Stamp duty taxes could harm digital media sector

27 Feb 2003

Ireland’s ambition to capture a slice of the potential €430bn digital media market could be seriously hampered by a restrictive 9pc stamp duty tax on goods exiting the country, a leading Irish authority on technology and intellectual property has warned.

John Menton (pictured), head of the technology and intellectual property practice group at Arthur Cox solicitors, said that while Ireland is excellently placed legally and from the point of view of regulation to establish itself as an export base for some of the world’s top digital media companies, restrictive stamp duty on exports and Byzantine stock option taxes could frighten away investors.

Speaking at yesterday’s Digital Rights Management conference at the Guinness Storehouse, Menton made the case that Ireland is one of the most advanced countries in the world in terms of legislation that protects copyright and intellectual property. Allied with incentives such as the 12.5pc corporation tax, Menton is convinced that Ireland could pull off the same coup as it did in becoming the world’s largest exporter of software, with exports in the region of €13bn a year. He cited PricewaterhouseCoopers research that currently values the digital media industry worldwide at €80bn, set to grow to €430bn in 2006.

▶ **To do**
1: In the article about stamp duty and the digital media sector, what rate of stamp duty tax on goods leaving Ireland does it describe as restrictive?
2: Carry on the article about stamp duty and the digital media sector, picking up after its final sentence.

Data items
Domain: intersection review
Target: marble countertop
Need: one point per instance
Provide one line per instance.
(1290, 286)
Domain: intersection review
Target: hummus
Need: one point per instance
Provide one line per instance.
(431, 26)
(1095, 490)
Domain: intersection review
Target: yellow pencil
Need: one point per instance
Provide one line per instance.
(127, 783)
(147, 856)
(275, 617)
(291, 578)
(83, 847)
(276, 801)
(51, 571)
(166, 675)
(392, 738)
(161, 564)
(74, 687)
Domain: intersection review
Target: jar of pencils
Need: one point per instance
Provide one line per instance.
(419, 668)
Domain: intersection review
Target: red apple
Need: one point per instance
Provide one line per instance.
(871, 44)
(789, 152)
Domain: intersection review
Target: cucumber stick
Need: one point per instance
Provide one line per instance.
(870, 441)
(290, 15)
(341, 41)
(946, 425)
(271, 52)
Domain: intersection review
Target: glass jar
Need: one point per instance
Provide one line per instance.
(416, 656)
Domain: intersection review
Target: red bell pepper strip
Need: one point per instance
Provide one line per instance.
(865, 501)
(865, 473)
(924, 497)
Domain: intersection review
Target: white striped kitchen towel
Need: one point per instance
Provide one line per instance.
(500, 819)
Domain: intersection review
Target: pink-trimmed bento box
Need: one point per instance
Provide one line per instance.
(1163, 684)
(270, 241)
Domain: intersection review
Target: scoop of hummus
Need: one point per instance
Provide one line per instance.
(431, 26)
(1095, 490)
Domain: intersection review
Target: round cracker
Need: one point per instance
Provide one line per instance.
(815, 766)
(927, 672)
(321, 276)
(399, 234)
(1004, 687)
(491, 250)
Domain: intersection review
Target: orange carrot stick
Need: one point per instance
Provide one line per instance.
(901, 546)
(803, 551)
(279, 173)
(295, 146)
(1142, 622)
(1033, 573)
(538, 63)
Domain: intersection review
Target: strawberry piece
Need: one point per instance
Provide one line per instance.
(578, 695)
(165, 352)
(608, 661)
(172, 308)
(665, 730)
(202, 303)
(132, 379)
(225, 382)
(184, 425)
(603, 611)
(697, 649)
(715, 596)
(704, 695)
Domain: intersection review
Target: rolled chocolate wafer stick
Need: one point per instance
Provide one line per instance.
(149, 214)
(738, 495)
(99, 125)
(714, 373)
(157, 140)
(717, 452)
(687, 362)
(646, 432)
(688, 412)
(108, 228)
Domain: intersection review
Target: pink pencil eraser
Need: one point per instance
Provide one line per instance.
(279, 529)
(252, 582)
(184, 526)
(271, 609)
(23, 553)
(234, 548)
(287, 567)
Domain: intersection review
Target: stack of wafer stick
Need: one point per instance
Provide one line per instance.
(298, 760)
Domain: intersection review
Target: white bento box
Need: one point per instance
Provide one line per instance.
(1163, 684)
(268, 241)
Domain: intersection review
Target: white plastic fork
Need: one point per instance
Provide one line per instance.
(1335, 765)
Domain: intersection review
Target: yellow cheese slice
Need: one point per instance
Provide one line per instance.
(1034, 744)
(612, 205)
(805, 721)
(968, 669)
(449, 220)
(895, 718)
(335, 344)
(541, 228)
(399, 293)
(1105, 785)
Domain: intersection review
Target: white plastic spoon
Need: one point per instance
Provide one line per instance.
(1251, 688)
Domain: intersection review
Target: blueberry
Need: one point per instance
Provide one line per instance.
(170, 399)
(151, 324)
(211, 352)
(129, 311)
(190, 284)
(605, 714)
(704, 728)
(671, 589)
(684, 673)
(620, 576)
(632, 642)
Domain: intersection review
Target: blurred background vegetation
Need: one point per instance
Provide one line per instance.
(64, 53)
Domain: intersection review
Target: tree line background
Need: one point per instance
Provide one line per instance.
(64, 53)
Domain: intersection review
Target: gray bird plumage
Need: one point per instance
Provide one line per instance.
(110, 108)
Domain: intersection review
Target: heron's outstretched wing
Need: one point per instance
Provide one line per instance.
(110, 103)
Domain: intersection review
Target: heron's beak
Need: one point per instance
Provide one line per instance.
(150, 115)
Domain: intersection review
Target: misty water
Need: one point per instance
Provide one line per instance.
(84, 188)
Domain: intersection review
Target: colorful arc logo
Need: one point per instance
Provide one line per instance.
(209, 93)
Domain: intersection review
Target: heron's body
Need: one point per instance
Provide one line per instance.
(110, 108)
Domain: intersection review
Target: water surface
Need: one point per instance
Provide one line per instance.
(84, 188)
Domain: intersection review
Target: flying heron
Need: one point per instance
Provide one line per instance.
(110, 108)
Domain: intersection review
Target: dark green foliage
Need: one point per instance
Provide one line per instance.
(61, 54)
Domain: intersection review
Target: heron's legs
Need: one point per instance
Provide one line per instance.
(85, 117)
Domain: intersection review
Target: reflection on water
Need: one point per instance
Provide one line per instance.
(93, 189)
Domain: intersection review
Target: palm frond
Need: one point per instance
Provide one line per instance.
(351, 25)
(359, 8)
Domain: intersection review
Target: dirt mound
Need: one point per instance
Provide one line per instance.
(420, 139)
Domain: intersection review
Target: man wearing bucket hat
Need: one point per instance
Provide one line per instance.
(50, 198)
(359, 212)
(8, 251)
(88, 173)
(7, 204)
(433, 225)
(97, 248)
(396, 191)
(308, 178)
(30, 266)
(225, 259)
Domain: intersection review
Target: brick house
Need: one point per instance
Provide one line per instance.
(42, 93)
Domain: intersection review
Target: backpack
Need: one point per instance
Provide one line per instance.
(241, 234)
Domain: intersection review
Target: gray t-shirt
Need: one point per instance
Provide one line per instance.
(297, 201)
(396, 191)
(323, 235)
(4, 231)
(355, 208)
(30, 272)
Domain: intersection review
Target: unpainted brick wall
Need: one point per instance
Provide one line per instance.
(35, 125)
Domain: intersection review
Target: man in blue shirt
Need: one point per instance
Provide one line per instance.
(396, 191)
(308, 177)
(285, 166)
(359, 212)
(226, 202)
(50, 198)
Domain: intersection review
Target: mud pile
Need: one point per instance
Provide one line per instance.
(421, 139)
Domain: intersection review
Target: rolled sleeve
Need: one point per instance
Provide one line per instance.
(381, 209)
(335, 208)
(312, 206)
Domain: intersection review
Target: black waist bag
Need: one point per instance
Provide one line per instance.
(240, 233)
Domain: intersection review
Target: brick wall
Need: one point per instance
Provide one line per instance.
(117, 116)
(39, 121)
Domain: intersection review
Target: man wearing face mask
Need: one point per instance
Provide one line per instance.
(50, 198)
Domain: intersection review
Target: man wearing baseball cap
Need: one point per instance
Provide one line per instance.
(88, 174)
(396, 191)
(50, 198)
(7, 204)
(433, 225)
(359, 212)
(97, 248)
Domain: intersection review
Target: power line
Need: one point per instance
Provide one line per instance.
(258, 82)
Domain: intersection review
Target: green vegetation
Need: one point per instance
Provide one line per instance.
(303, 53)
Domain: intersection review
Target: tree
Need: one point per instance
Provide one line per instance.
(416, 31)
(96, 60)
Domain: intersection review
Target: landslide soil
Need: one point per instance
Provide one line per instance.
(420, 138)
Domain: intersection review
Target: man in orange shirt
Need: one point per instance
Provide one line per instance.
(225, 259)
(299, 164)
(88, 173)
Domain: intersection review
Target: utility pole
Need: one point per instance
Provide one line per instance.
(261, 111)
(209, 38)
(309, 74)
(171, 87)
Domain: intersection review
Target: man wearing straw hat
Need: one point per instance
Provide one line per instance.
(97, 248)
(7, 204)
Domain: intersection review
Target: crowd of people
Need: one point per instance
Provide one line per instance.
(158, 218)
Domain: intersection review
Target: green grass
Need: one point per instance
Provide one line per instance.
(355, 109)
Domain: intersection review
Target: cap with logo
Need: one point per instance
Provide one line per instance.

▶ **Responses by task**
1: A 9pc stamp duty tax.

2:
“In our favour, Ireland is as good or better than any other country in the world in terms of legislation that protects intellectual property and paves the way for effective digital rights management (DRM),” he said, citing the Trademarks Act, 1996 and the Copyright and Related Acts, 2000 as “ahead of their time and very opportune”.

“We were lucky we were so late to implement our copyright legislation because it meant we could include international agreements such as the Geneva Copyright Agreement and the recommendations of the Berne Commission, which enshrine databases, software and intellectual property (IP) rights in our legislation. Our legislation provides remedies for harmonisation of IP rights and the protection of trade,” he added.

“In the same way that Ireland is the world’s largest exporter of software, we could become a centre for the distribution globally of downloads from Ireland, wireless content, e-learning, e-music and online publishing. Internet gaming alone is an explosive growth industry, set to grow to €86bn by 2006,” Menton said.

“Our 12.5pc corporation tax regime, our double taxation agreement with key export economies, patent royalty exemptions, 20pc capital gains tax and our flexible withholding tax regime stand in our favour,” he said.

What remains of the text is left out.